DOCUMENT TEXT:
= Beginning of Section =
Greece has enough shots for booster vaccines, PM says
Prime Minister Kyriakos Mitsotakis on Tuesday said that, thanks to the European Union, Greece has enough vaccines against Covid-19 to cover the possibility of a booster shot being required in the winter.
Brussels, he said during a meeting in his office in Athens with European Commissioner for Health and Food Safety Stella Kyriakides, “took the politically difficult decision to purchase vaccines as the European Union and to distribute them to member-states solely on the basis of population size, without any distinctions between countries, poor or rich, big or small.” It was, he said, “a significant success of European policy.”
“More importantly, we now have enough vaccines so see us through the winter, into next year, in the increasingly likely case that a booster shot will be needed by the entire population,” he added.
Kyriakides also upbeat about progress with vaccinations, but described the current phase of the pandemic as “fragile.”
“What we are seeing in all member-states right now is a downward course in the number of coronavirus cases and, fortunately, in hospitalization, but we are also keeping a very close watch on the evolution of the variants, and especially the Delta variant, which, as you know, is causing problems in the United Kingdom right now,” Kyriakides said.
= End of Section =
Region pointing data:
= Beginning of Section =
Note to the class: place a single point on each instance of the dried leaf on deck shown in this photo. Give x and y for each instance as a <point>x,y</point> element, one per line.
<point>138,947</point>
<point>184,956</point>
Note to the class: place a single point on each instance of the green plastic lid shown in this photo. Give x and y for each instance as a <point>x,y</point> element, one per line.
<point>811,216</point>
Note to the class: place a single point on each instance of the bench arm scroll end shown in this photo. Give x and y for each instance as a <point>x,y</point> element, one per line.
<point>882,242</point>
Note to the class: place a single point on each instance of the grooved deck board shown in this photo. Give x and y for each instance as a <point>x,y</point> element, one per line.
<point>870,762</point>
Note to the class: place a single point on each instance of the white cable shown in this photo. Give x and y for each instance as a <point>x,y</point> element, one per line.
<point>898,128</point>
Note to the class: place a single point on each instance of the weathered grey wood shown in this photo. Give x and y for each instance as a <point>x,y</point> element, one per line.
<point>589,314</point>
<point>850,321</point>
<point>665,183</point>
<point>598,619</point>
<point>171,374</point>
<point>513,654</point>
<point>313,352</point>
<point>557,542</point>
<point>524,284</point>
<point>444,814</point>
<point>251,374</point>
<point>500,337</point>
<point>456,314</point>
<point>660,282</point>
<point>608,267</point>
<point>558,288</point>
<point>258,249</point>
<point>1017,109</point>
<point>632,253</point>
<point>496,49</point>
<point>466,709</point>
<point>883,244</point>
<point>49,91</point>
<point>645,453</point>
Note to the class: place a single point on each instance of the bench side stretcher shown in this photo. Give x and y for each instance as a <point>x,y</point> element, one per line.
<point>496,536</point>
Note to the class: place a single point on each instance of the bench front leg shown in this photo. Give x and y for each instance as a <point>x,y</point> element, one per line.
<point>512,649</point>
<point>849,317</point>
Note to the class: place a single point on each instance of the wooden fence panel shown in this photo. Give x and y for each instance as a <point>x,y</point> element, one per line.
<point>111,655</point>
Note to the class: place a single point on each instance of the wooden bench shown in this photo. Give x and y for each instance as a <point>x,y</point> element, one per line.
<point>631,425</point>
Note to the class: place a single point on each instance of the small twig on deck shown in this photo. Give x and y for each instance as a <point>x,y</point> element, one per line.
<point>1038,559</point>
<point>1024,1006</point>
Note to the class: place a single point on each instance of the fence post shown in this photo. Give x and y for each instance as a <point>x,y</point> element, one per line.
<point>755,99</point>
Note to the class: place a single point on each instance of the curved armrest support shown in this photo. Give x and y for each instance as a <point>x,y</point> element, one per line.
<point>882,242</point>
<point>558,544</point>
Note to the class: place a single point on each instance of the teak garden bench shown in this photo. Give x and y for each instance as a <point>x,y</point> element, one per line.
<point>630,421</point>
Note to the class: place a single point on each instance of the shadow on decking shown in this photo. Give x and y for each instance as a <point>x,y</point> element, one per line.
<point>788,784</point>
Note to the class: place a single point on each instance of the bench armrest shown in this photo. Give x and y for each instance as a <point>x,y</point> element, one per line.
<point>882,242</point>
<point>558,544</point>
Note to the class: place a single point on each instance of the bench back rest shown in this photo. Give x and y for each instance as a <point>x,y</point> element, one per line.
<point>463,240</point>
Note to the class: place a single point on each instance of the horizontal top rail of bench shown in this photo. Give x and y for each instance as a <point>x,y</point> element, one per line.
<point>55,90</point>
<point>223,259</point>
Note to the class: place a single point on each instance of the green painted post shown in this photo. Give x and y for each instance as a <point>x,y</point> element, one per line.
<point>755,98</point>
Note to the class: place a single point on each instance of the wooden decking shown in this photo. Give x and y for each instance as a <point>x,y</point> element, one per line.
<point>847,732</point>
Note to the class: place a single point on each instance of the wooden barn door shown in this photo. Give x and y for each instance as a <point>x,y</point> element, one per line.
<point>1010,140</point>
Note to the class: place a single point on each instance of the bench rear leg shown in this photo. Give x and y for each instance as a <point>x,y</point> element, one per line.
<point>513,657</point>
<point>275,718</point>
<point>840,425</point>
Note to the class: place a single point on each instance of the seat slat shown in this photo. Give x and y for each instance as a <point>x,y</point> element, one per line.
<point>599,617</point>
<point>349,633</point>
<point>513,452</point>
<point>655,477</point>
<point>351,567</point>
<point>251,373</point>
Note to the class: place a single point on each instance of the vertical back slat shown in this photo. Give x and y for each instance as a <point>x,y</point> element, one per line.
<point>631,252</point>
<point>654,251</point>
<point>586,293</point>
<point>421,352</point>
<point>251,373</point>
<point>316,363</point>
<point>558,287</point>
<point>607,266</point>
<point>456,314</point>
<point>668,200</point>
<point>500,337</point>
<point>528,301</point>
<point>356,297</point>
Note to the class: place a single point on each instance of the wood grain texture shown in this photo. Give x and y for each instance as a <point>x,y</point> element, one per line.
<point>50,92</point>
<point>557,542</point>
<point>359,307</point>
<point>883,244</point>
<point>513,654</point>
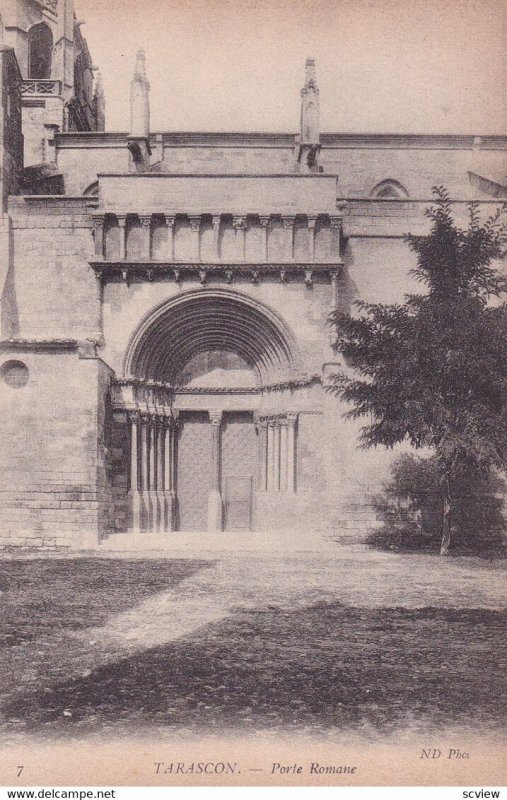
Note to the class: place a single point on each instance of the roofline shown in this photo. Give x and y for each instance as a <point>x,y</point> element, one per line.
<point>270,139</point>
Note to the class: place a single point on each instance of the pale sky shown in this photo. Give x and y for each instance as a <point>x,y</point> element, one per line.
<point>406,66</point>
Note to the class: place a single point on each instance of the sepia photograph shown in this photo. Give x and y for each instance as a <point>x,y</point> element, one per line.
<point>253,394</point>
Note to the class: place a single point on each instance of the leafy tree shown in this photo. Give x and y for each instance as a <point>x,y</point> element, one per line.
<point>433,370</point>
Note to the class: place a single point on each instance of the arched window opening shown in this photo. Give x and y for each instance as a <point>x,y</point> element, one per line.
<point>389,190</point>
<point>40,50</point>
<point>92,190</point>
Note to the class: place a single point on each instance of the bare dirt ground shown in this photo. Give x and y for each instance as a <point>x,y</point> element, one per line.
<point>350,639</point>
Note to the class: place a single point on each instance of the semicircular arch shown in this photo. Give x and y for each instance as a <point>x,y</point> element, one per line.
<point>205,320</point>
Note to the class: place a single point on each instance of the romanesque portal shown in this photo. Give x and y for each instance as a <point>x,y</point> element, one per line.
<point>203,445</point>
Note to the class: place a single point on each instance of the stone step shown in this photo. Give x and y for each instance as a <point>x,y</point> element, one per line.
<point>286,541</point>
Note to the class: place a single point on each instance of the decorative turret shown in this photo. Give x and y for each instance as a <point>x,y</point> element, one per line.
<point>99,104</point>
<point>139,137</point>
<point>308,141</point>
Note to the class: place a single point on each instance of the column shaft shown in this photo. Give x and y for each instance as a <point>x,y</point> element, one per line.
<point>276,457</point>
<point>98,234</point>
<point>135,497</point>
<point>145,511</point>
<point>270,460</point>
<point>264,227</point>
<point>170,238</point>
<point>291,452</point>
<point>215,508</point>
<point>122,225</point>
<point>146,232</point>
<point>283,457</point>
<point>312,221</point>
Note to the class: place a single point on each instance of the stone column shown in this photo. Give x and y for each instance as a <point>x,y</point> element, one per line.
<point>195,226</point>
<point>135,496</point>
<point>288,224</point>
<point>215,509</point>
<point>239,225</point>
<point>152,475</point>
<point>333,305</point>
<point>216,236</point>
<point>291,452</point>
<point>168,474</point>
<point>159,434</point>
<point>264,220</point>
<point>262,433</point>
<point>122,225</point>
<point>270,482</point>
<point>283,456</point>
<point>144,486</point>
<point>146,237</point>
<point>312,221</point>
<point>276,456</point>
<point>170,237</point>
<point>99,305</point>
<point>98,236</point>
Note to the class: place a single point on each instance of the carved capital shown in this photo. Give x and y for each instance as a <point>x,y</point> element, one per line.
<point>215,417</point>
<point>134,415</point>
<point>239,223</point>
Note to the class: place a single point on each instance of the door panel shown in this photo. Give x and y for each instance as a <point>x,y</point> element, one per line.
<point>239,469</point>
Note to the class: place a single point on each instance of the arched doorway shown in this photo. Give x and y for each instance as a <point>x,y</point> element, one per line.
<point>211,353</point>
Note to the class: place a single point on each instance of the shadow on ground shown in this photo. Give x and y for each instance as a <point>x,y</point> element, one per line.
<point>324,667</point>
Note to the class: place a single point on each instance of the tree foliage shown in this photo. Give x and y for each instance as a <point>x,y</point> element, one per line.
<point>433,370</point>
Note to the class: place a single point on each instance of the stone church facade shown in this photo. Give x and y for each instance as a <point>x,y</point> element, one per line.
<point>164,346</point>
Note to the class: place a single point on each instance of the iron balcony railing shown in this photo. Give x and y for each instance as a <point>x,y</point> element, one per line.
<point>36,86</point>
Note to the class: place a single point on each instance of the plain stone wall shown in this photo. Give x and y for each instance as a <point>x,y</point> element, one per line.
<point>54,292</point>
<point>360,166</point>
<point>52,459</point>
<point>64,458</point>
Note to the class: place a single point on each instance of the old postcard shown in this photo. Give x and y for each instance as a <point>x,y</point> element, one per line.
<point>252,393</point>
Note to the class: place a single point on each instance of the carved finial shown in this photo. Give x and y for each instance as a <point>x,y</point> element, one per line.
<point>139,139</point>
<point>311,75</point>
<point>99,103</point>
<point>140,68</point>
<point>310,106</point>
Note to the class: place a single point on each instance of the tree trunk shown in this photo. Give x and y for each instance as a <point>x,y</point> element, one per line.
<point>446,521</point>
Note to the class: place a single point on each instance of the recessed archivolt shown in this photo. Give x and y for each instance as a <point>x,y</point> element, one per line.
<point>389,189</point>
<point>210,320</point>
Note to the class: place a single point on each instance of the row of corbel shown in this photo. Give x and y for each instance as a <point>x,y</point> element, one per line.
<point>127,273</point>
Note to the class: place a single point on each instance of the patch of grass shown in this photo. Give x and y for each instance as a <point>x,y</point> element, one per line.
<point>41,596</point>
<point>328,666</point>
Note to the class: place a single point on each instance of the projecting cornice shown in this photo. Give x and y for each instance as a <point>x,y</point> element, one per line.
<point>286,140</point>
= End of Section =
EXERCISE TASKS:
1. Answer these questions from the article on Greece's vaccine supply, one line each:
(a) Who met Mitsotakis in his office?
(b) In which city was that office?
(c) Which variant does Kyriakides single out for close watching?
2. Please rewrite the article on Greece's vaccine supply from "Greece has enough shots" up to and including "in the winter.", putting "SARS-CoV-2" in place of "Covid-19".
3. List every city and country named in the article on Greece's vaccine supply.
The items have no connection to the article on Greece's vaccine supply.

WRITTEN RESPONSES:
1.
(a) Stella Kyriakides, European Commissioner for Health and Food Safety
(b) Athens
(c) The Delta variant

2.
Greece has enough shots for booster vaccines, PM says
Prime Minister Kyriakos Mitsotakis on Tuesday said that, thanks to the European Union, Greece has enough vaccines against SARS-CoV-2 to cover the possibility of a booster shot being required in the winter.

3.
Greece
Brussels
Athens
United Kingdom